§ **TO DO**
Only one stretch of the data is wanted: the line containing "Query: black suit lapel", the line containing "Query: metal barrier fence", and every line between them, copied exactly.

── PROVIDED RECORDS ──

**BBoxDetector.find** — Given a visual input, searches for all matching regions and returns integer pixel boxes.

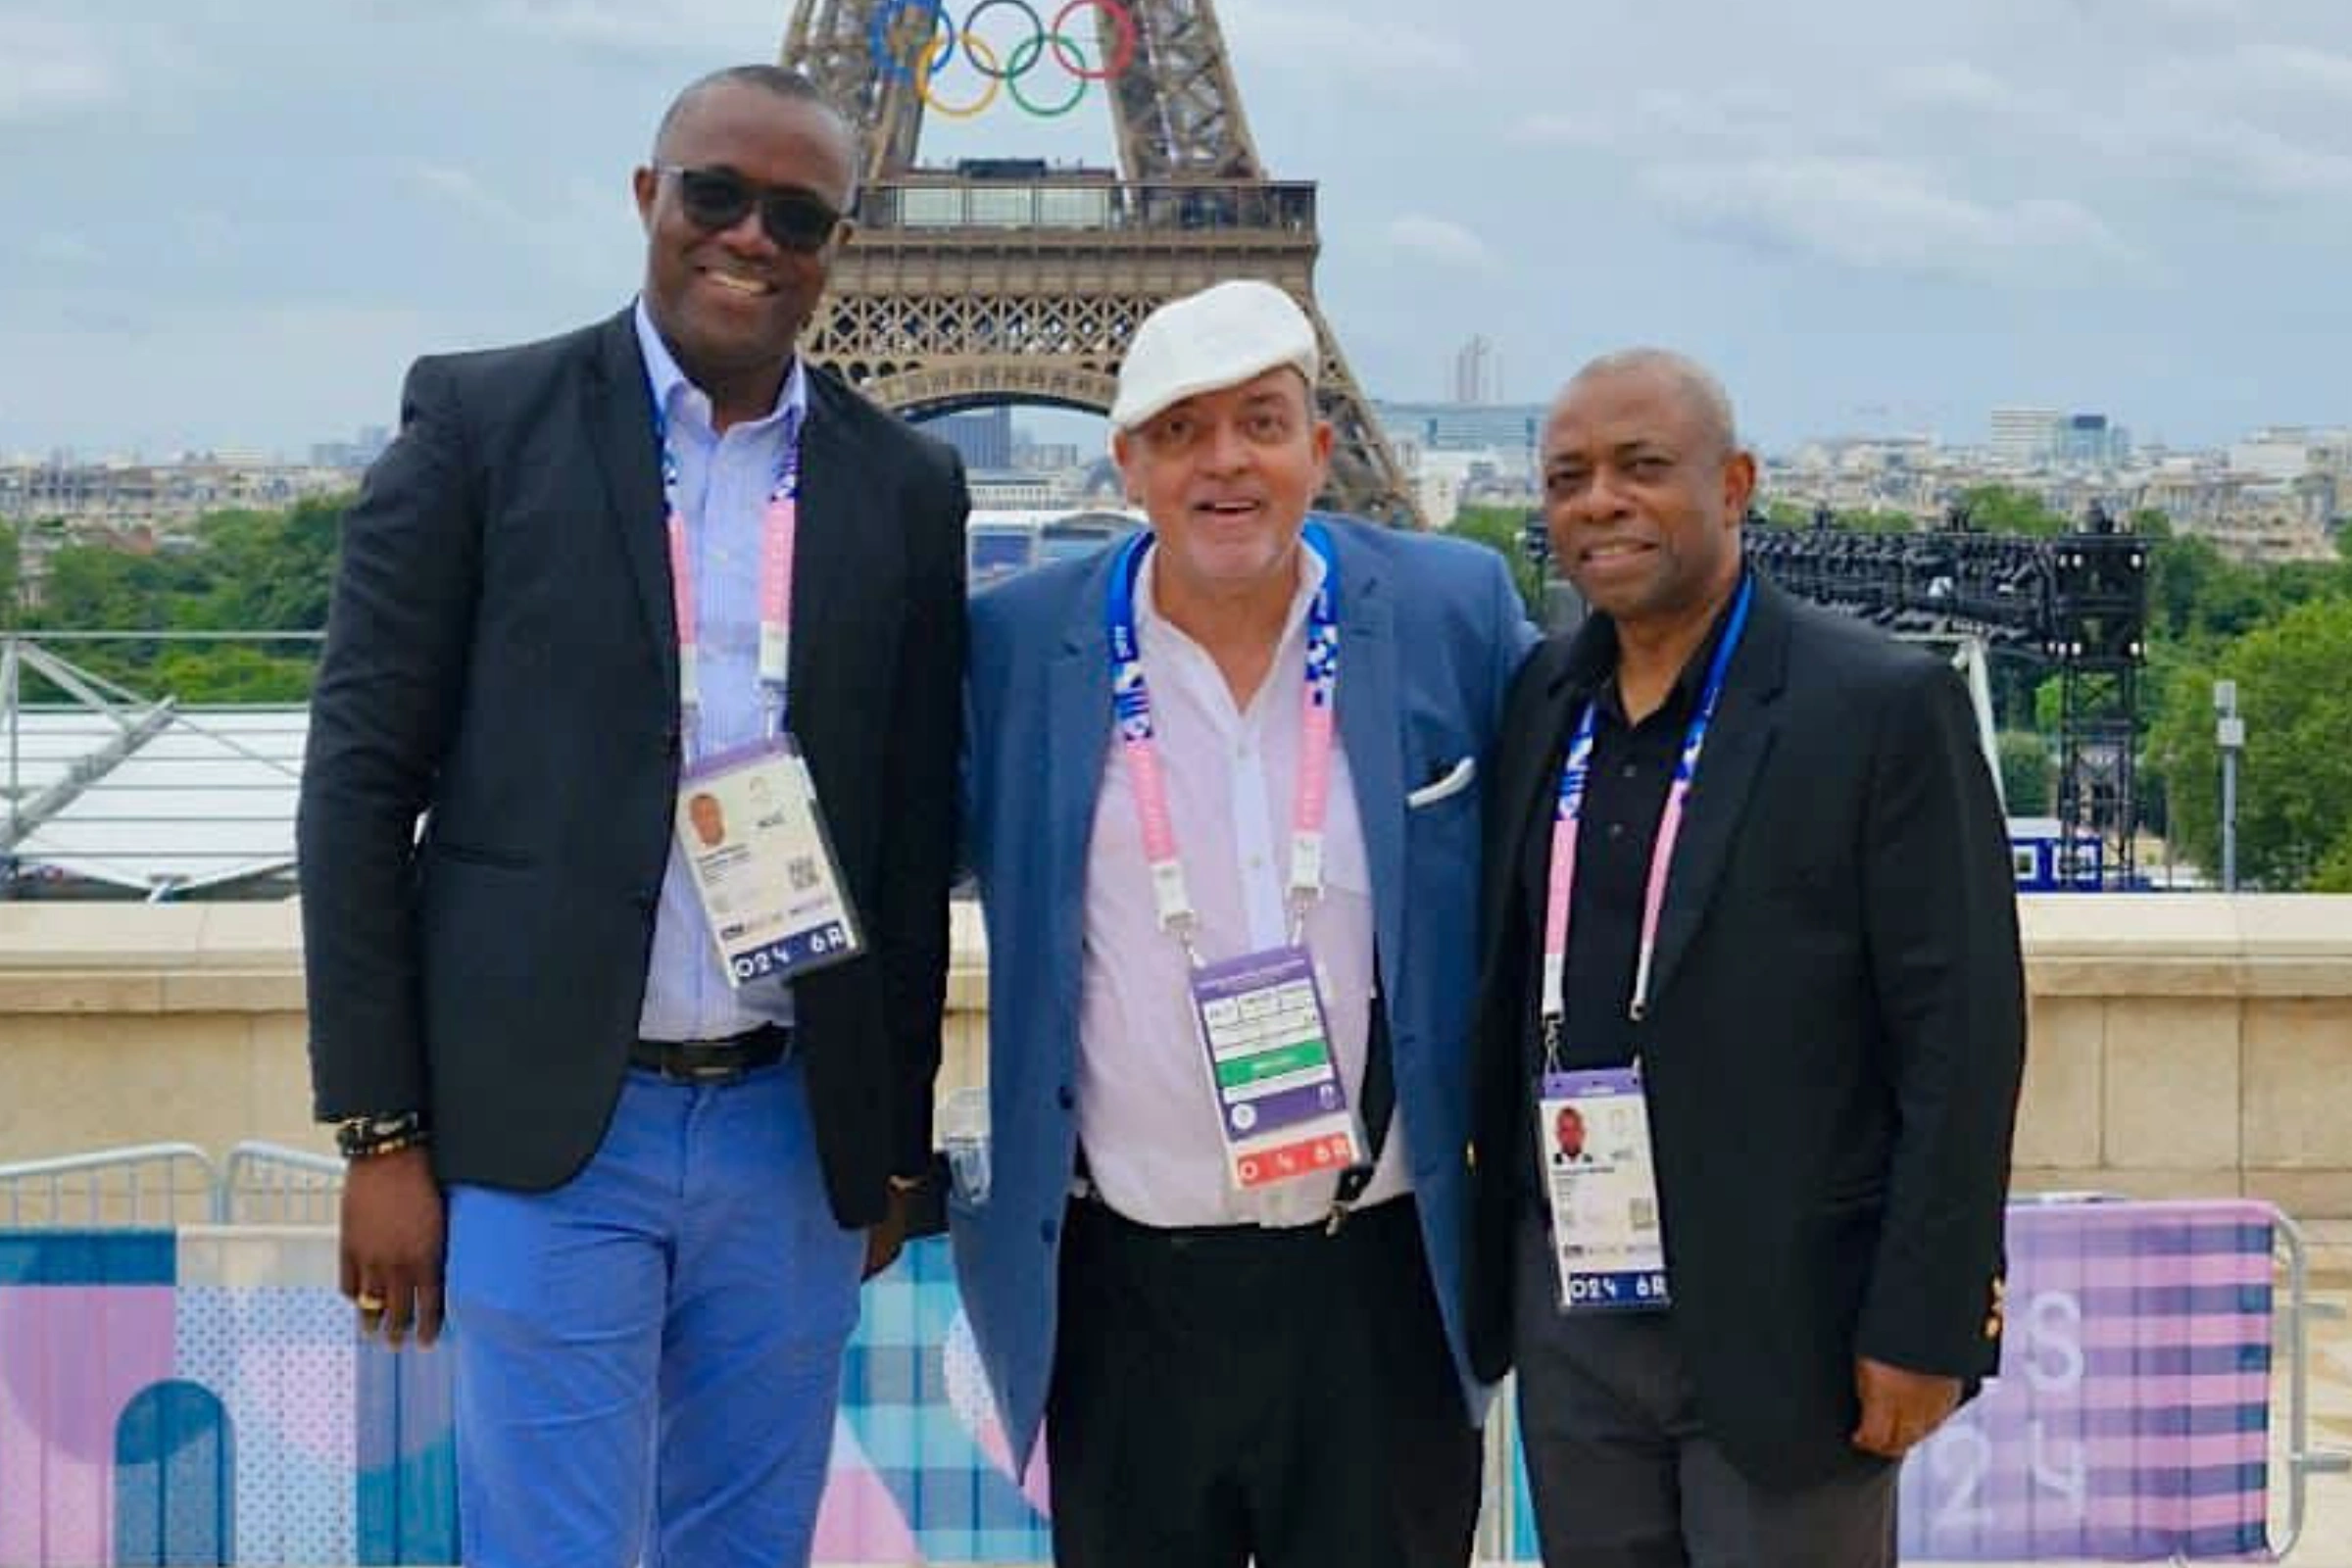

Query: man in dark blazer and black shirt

───
── PROVIDED RECORDS ──

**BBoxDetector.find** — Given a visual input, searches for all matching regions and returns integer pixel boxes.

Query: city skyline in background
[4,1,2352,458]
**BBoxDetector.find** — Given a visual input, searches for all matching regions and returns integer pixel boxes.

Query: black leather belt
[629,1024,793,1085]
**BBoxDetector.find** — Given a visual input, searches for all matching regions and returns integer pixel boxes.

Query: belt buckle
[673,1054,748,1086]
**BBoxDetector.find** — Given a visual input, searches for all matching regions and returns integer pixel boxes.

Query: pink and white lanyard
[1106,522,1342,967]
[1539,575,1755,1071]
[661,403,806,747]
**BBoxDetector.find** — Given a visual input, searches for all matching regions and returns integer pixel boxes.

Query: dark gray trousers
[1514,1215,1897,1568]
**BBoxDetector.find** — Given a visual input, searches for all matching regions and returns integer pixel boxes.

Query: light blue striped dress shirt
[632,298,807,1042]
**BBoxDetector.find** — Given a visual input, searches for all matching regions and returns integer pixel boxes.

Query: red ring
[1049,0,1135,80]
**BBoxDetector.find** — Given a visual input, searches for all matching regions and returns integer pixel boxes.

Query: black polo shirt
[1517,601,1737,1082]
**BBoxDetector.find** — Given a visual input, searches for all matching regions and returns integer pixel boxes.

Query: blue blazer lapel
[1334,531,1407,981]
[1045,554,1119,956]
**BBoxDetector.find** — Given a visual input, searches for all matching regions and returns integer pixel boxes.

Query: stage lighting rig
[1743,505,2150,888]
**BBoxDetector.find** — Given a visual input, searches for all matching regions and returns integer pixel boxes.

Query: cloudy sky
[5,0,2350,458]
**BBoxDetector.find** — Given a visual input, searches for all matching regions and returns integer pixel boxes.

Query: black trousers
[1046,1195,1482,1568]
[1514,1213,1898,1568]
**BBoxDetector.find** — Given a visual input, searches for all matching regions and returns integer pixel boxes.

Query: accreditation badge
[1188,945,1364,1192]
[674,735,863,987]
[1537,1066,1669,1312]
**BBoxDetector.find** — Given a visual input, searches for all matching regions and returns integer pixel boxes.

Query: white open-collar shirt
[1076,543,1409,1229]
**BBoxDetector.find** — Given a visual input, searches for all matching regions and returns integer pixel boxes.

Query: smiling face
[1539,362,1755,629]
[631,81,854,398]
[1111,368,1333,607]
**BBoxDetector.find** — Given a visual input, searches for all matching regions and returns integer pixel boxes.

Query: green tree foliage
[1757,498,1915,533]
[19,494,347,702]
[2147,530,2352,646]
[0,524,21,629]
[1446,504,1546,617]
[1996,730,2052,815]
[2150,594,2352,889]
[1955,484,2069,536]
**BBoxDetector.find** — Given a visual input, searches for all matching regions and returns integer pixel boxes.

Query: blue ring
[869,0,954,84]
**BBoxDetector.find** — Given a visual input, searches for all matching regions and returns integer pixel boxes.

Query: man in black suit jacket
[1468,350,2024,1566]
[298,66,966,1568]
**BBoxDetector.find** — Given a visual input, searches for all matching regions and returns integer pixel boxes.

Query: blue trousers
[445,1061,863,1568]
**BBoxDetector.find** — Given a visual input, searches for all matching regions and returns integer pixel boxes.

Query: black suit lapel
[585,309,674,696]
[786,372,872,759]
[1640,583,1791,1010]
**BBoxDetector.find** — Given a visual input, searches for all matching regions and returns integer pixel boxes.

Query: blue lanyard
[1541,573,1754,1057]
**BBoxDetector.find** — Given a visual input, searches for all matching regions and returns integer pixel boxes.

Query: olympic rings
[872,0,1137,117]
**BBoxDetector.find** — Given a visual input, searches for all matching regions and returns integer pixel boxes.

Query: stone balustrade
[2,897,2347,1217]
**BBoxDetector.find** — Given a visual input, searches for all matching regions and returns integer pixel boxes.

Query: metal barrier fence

───
── PROVIDED RECORDS ──

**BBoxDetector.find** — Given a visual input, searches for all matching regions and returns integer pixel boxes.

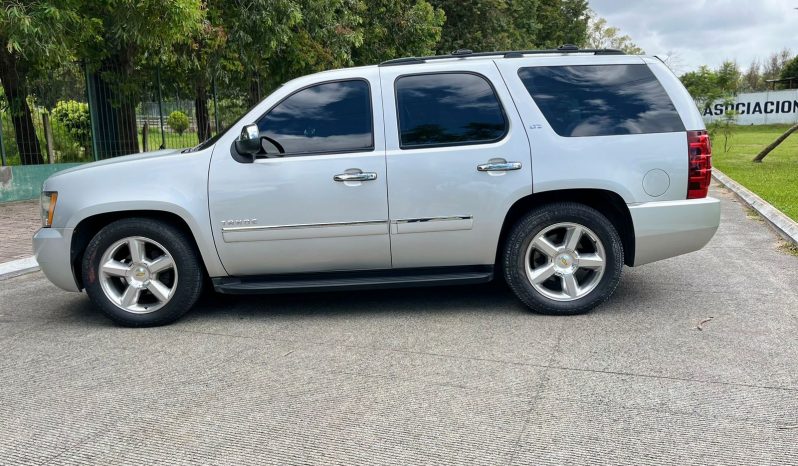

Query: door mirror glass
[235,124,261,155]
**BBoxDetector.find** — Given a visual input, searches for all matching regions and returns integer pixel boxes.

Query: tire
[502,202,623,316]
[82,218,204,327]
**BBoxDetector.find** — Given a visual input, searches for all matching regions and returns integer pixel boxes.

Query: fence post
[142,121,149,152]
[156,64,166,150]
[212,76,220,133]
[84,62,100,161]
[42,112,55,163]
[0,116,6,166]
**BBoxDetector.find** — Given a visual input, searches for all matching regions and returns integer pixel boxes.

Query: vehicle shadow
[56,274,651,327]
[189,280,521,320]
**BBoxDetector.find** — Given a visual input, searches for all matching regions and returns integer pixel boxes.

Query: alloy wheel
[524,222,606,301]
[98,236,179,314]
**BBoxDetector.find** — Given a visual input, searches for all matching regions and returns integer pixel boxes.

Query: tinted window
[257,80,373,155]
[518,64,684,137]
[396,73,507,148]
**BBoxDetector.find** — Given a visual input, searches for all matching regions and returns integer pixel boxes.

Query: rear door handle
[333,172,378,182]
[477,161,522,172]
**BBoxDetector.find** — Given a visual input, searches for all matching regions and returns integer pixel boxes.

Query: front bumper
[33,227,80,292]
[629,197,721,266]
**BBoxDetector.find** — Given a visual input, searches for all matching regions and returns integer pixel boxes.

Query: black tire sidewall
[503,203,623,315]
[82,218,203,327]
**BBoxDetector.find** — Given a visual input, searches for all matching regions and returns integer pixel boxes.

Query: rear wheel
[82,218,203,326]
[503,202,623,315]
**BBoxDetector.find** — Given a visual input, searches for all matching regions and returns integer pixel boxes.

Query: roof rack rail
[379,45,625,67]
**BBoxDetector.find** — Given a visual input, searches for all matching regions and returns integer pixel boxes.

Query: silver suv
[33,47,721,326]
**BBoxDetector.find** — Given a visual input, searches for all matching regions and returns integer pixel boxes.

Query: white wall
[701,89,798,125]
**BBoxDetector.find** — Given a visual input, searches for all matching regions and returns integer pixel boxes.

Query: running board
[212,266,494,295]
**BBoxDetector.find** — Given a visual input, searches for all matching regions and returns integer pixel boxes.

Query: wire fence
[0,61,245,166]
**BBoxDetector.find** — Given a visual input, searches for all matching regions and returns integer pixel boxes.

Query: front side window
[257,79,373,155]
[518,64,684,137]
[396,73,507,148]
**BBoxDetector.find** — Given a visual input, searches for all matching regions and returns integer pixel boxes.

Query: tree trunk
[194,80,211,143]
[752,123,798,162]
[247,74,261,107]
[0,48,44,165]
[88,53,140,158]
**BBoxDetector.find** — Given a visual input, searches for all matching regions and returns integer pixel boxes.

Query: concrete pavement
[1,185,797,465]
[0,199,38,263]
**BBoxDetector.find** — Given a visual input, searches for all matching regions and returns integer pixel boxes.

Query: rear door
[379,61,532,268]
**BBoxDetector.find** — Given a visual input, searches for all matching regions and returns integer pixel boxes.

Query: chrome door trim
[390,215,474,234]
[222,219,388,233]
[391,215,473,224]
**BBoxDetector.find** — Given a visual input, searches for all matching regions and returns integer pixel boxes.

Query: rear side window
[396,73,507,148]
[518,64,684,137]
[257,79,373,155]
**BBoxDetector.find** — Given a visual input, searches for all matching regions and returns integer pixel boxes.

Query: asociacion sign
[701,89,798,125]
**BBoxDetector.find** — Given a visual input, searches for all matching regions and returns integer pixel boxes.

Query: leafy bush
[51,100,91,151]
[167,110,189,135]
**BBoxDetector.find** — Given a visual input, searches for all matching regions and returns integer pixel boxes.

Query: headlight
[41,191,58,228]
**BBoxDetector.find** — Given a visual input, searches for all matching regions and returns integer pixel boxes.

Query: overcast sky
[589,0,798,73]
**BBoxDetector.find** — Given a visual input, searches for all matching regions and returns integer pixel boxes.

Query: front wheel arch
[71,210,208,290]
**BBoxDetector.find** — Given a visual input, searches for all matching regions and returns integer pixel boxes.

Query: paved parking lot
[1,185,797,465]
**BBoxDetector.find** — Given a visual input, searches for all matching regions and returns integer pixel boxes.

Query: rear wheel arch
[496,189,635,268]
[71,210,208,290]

───

§ **WRITTEN ANSWER**
Query: black suit lapel
[585,309,674,696]
[786,372,872,759]
[1640,583,1791,1010]
**BBoxDetector.find** — Given a visual input, searches for all matching regions and returns integer pixel boxes.

Query: blue lanyard
[1541,573,1754,1057]
**BBoxDetector.find** — Given a visual input, searches for all matching regions and returns integer pixel boxes.

Query: olympic rings
[872,0,1137,117]
**BBoxDetector.find** — Given a visual input, searches for all matching regions and returns integer pixel boxes.

Query: stone balustrade
[2,897,2347,1217]
**BBoxDetector.find** — Given a visual input, searches for all matching regions and returns integer pixel boxes.

Query: metal barrier fence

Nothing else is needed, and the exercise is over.